### Goal
Lay out all of the material below as a two-column CSV with the headers text and answer, giving one row to each text and its answer. Put every field in quotes and turn any line breaks into spaces.

### Dataset records
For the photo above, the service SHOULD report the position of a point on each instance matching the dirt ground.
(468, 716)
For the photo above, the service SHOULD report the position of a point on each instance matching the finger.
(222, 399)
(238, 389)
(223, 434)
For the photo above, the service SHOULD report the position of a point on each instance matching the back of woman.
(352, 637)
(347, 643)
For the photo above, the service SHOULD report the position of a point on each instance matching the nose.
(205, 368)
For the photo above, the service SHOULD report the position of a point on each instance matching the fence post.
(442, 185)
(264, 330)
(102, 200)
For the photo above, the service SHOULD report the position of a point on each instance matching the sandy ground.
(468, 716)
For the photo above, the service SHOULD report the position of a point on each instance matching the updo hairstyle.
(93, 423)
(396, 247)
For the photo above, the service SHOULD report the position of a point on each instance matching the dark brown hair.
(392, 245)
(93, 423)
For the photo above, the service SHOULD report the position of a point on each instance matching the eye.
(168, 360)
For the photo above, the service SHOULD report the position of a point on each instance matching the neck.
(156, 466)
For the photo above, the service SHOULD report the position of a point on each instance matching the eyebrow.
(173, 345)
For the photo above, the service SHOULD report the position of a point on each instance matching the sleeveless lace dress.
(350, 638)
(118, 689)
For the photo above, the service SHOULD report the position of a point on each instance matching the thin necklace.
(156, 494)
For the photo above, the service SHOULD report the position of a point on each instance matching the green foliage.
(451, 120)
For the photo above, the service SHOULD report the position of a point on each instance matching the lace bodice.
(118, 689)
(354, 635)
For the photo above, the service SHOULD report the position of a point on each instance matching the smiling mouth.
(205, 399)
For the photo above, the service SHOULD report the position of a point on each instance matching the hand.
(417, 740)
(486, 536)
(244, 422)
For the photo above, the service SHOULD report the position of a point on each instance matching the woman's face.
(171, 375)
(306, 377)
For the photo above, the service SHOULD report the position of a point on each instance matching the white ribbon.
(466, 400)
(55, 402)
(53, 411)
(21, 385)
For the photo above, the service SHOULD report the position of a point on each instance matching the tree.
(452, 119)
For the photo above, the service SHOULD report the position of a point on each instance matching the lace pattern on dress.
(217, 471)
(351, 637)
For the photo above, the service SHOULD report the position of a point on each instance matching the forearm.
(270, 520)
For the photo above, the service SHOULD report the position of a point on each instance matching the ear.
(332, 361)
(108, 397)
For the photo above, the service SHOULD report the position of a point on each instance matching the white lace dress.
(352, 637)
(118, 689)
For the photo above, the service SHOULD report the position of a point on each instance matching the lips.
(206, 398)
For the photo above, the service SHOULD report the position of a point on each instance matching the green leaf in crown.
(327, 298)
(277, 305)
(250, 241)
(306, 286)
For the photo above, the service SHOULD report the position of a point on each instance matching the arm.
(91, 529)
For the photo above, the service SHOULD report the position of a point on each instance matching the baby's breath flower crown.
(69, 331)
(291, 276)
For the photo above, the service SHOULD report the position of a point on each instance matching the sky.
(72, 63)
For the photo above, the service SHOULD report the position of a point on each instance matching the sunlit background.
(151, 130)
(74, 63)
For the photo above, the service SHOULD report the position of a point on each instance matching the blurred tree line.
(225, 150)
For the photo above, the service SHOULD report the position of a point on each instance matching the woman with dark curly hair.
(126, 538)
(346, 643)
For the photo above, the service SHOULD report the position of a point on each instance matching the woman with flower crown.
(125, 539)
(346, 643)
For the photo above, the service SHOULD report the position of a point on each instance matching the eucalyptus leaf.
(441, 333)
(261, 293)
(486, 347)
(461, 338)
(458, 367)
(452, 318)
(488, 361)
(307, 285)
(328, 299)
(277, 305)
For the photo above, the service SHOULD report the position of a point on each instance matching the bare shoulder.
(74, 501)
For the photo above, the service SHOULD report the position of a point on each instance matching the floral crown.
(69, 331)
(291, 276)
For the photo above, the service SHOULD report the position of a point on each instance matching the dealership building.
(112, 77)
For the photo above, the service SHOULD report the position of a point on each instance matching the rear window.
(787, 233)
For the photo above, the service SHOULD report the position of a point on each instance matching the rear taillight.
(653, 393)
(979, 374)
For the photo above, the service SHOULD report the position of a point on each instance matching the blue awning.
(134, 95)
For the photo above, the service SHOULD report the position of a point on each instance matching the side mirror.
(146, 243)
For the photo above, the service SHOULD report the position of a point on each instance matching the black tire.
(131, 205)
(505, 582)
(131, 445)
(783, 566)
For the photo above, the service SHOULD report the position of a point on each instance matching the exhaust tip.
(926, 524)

### Solution for this exercise
text,answer
"For the photo above, the service SHOULD report the position of a point on each instance matching the dirt ground.","(468, 716)"
"For the photo above, the service SHOULD report the position of a point on each instance matching the finger.","(222, 399) (238, 389) (223, 434)"
"For the photo above, the service SHOULD report the position of a point on each instance matching the back of woman.","(352, 637) (347, 643)"
"For the photo above, the service SHOULD report the position of a point on each instance matching the nose.","(205, 368)"
"For the photo above, the service SHOULD report the position of a point on each instance matching the fence post.","(442, 185) (264, 330) (102, 200)"
"For the photo above, the service SHOULD report the position of a point on each instance matching the sandy ground.","(468, 716)"
"For the photo above, the service SHOULD report the position of a point on each instance matching the updo hairstyle.","(93, 423) (396, 247)"
"For the photo above, the service SHOULD report the position of a point on each instance matching the dark brown hair.","(392, 245) (93, 423)"
"For the photo above, the service SHOULD report the position of a point on each instance matching the eye.","(168, 360)"
"For the photo above, the service SHOULD report the position of a point on each instance matching the neck.","(156, 466)"
"For the photo above, the service SHOULD report the position of a point on each instance matching the eyebrow.","(173, 345)"
"For the photo above, the service SHOULD report the position of a point on each instance matching the sleeveless lace dress.","(350, 638) (118, 689)"
"For the photo above, the service SHOULD report the position of a point on each instance matching the thin necklace.","(156, 494)"
"For the photo above, the service SHOULD report the position of a point on each instance matching the green foliage.","(451, 120)"
"For the photo above, the service SHOULD report the position of a point on each instance matching the lace bodice.","(118, 689) (354, 635)"
"For the photo above, the service SHOULD report the position of a point on each instance matching the smiling mouth.","(205, 399)"
"For the photo above, the service SHOULD report the position of a point on each instance matching the hand.","(417, 740) (486, 536) (244, 422)"
"For the photo above, the service SHOULD report the position of a point on each instance matching the woman's face.","(171, 375) (306, 377)"
"For the photo above, the service SHOULD report the position of a point on each instance matching the white ribbon.","(466, 400) (55, 402) (53, 411) (21, 385)"
"For the photo above, the service SHOULD report the position of a point on each instance matching the tree.","(452, 119)"
"For the photo above, the service SHOULD report the position of a point on each instance matching the lace pattern on dress.","(217, 471) (351, 637)"
"For the photo above, the service SHOULD report the position of a point on each instance matching the forearm.","(270, 520)"
"For the photo above, the service SHOULD report the position of a point on each instance matching the ear.","(332, 361) (108, 397)"
"For the photo above, the service SHOULD report the position of a point on each instance matching the white lace dress.","(352, 637) (118, 689)"
"For the photo above, the service SHOULD report the position of a point on each instance matching the lips.","(206, 398)"
"For the photo above, the service SHOULD report the position of a point on each instance matching the green leaf in crown.","(327, 298) (277, 305) (250, 241) (306, 286)"
"For the photo above, the service SHOULD report the position of a point on each instance matching the arm.","(91, 529)"
"For the photo above, the service SHOULD report the position of a point on each instance matching the baby's breath flower crown.","(69, 331) (291, 276)"
"For the photo above, the service SHOULD report the position of a point on each instance matching the sky.","(72, 63)"
"For the photo above, the service SHOULD report the position of a point on each instance matching the sunlit background.","(151, 130) (74, 63)"
"For the photo above, the service SHOULD report the position of a point on each instance matching the blurred tree line.","(225, 150)"
"For the photo above, the service SHOULD report the position of a point on each instance matching the woman with dark curly hair.","(126, 538) (346, 643)"
"For the photo above, the service SHOULD report the position of a point on each instance matching the woman with flower crown.","(125, 539) (346, 643)"
"For the photo above, the service SHOULD report the position of a point on each instance matching the eucalyptus leaf.","(441, 333) (261, 293) (486, 347) (461, 338) (458, 367) (452, 318) (488, 361) (307, 285) (328, 299) (277, 305)"
"For the photo above, the service SHOULD report the position of a point on each instance matching the bare shoulder.","(74, 501)"
"For the photo above, the service SHOULD report the position of a point on each instance matching the floral crown.","(69, 331) (291, 276)"
"For the photo above, the service SHOULD report the position of a point on each instance matching the dealership building.","(112, 77)"
"For the photo above, the service SHOULD report the position of a point on each instance matching the rear window.","(787, 233)"
"For the photo above, the service SHOULD report the position of a point on each instance matching the rear taillight.","(653, 393) (979, 374)"
"For the photo above, the service SHOULD report the position of a point on each instance matching the blue awning.","(134, 95)"
"For the photo above, the service SHOULD report the position of a point on each instance matching the side mirror.","(146, 243)"
"For the photo above, the service SHOULD report the position of a point on each instance matching the black tire.","(131, 205) (505, 582) (131, 445) (783, 566)"
"For the photo above, the service SHOULD report the position of a point on each instance matching the exhaust tip.","(926, 524)"